▸ Task item
Without skipping any entry, transcribe the data word for word.

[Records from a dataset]
Start of Block

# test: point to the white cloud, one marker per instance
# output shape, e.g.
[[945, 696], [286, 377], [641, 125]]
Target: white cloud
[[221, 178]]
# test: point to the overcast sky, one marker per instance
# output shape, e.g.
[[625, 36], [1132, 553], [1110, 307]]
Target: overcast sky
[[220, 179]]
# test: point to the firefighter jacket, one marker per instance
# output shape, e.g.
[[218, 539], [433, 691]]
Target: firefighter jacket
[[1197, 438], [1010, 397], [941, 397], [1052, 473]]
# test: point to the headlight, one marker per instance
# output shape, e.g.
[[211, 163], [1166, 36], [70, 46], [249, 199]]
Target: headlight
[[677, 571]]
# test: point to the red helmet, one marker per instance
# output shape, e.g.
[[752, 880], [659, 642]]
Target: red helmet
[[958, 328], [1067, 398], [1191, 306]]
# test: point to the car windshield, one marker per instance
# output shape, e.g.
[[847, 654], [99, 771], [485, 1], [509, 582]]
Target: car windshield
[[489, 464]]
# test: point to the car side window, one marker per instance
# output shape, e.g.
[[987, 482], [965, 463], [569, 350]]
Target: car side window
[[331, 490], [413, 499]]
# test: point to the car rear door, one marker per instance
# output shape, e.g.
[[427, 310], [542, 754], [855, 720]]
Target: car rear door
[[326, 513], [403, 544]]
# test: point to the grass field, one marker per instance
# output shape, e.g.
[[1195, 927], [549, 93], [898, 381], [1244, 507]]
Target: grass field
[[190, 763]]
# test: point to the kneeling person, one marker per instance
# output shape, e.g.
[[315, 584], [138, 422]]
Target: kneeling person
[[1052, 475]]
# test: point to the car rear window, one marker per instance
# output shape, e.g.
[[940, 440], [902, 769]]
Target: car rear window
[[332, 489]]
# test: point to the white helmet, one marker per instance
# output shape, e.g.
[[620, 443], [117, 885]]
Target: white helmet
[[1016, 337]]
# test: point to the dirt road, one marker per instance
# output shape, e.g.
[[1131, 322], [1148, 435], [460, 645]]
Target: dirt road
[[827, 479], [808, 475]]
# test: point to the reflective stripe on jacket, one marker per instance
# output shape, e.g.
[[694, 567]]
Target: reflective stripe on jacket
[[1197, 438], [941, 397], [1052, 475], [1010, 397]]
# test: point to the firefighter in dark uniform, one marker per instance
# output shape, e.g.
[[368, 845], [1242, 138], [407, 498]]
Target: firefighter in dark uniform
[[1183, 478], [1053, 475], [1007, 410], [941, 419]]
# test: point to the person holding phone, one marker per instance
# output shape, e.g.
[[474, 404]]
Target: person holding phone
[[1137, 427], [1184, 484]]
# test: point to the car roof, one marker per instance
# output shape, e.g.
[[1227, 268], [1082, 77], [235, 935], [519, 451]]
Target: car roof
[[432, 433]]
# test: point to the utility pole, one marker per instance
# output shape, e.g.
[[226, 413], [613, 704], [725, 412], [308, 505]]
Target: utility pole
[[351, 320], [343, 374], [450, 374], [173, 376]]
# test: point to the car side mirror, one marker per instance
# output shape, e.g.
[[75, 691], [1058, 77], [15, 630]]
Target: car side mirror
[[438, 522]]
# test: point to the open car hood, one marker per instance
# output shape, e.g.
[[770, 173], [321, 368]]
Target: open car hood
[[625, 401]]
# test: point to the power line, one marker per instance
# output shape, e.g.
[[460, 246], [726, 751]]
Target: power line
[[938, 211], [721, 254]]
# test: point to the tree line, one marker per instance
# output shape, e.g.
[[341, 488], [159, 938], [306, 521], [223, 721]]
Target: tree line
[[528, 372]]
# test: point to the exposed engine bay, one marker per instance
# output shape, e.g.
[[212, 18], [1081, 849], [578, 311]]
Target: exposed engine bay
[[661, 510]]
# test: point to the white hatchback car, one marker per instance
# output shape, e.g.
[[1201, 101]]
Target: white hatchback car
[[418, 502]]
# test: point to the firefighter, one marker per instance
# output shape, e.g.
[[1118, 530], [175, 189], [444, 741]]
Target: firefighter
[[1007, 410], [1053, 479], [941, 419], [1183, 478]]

End of Block

▸ Task output
# test: point to the white cloud, one marker per instance
# output shape, e.g.
[[945, 696], [286, 377], [641, 125]]
Target: white cloud
[[221, 178]]
# test: point to the overcast sky, one marker per instance
# output shape, e.g.
[[625, 36], [1132, 553], [1110, 307]]
Target: overcast sky
[[220, 179]]
# test: point to the firefighter jacket, one marker per instance
# output shape, e.g.
[[218, 539], [433, 691]]
Target: firefighter jacket
[[1197, 438], [1010, 397], [941, 397], [1052, 473]]
# test: point to the headlight, one marker per instance
# output shape, e.g.
[[211, 163], [1166, 36], [70, 46], [249, 199]]
Target: headlight
[[677, 571]]
# test: point to the red helmet, one marker per instance
# output shape, e.g.
[[752, 880], [659, 642]]
Target: red helmet
[[958, 328], [1067, 398], [1191, 306]]
# test: point to the car windshield, one marker per instance
# output shape, e.g.
[[847, 654], [99, 771], [485, 1], [509, 582]]
Target: car windshield
[[489, 464]]
# test: point to the car side window, one marker per instance
# output shape, e.g.
[[987, 482], [965, 463], [569, 350]]
Target: car side window
[[331, 490], [413, 499]]
# test: point to the car rear door, one marker per instance
# output shape, e.g.
[[427, 310], [542, 754], [855, 720]]
Target: car rear door
[[326, 513], [403, 544]]
# test: point to the grass field, one marker per instance
# output shape, e.g.
[[1195, 927], [549, 93], [898, 381], [1244, 507]]
Target: grass field
[[190, 763]]
# test: point to the kneeling person, one marker per instance
# output shape, e.g.
[[315, 584], [138, 422]]
Target: kneeling person
[[1052, 475]]
# test: point to the car rear window, one marker per instance
# output shape, e.g.
[[940, 440], [902, 769]]
Target: car rear window
[[332, 489]]
# test: point to the white helmet, one marker per instance
# output shape, e.g.
[[620, 443], [117, 885]]
Target: white helmet
[[1016, 337]]
# test: point to the dirt road, one marker per instance
# output shape, e.g.
[[1131, 322], [1148, 435], [460, 645]]
Target: dirt road
[[827, 479], [808, 475]]
# test: point to the reflective stripe on jacket, one marker per instance
# output shape, e.g.
[[694, 567]]
Target: reflective stripe on jacket
[[1197, 438], [941, 397], [1052, 475], [1010, 397]]
# test: point to the firefighter in dark uniform, one marker per instance
# output shape, e.g.
[[368, 845], [1242, 138], [407, 498]]
Target: firefighter in dark uniform
[[1183, 478], [1053, 475], [1007, 410], [941, 419]]
# test: point to the person holding phone, one marker per instance
# output shape, e.g.
[[474, 404]]
Target: person holding phone
[[1137, 427], [1184, 484]]
# test: point to the car roof, one marker per instance
# output shape, e.g.
[[1227, 268], [1082, 77], [235, 935], [519, 451]]
Target: car roof
[[432, 433]]
# test: point to the utility pole, one marker per instance
# output shape, e.g.
[[226, 413], [613, 704], [725, 412], [308, 505]]
Target: utility pole
[[351, 320], [343, 374], [450, 374], [173, 376]]
# test: point to the car side mirror, one marker per instance
# output shape, e.g.
[[75, 691], [1058, 77], [15, 630]]
Target: car side mirror
[[438, 522]]
# test: point to the open car hood, one marker per instance
# output shape, e.g.
[[770, 173], [321, 368]]
Target: open car hood
[[625, 401]]
# test: point to the power line, one marker per instance
# output shape, e.g.
[[460, 246], [726, 751]]
Target: power line
[[938, 211], [721, 254]]
# test: point to the tree line, one marker per instance
# output shape, e.g.
[[341, 488], [159, 938], [306, 521], [223, 721]]
Target: tree line
[[528, 372]]
# test: point to the exposed engine bay, one marker per instance
# output shape, e.g.
[[212, 18], [1081, 849], [578, 311]]
Target: exposed engine bay
[[661, 510]]
# test: point to the white hatchback car, one marker per instance
# output shape, e.g.
[[1201, 101]]
Target: white hatchback car
[[418, 502]]
# test: point to the firefighter, one marker per instance
# output shape, e.g.
[[1118, 530], [175, 189], [444, 741]]
Target: firefighter
[[1007, 410], [1053, 479], [941, 419], [1183, 478]]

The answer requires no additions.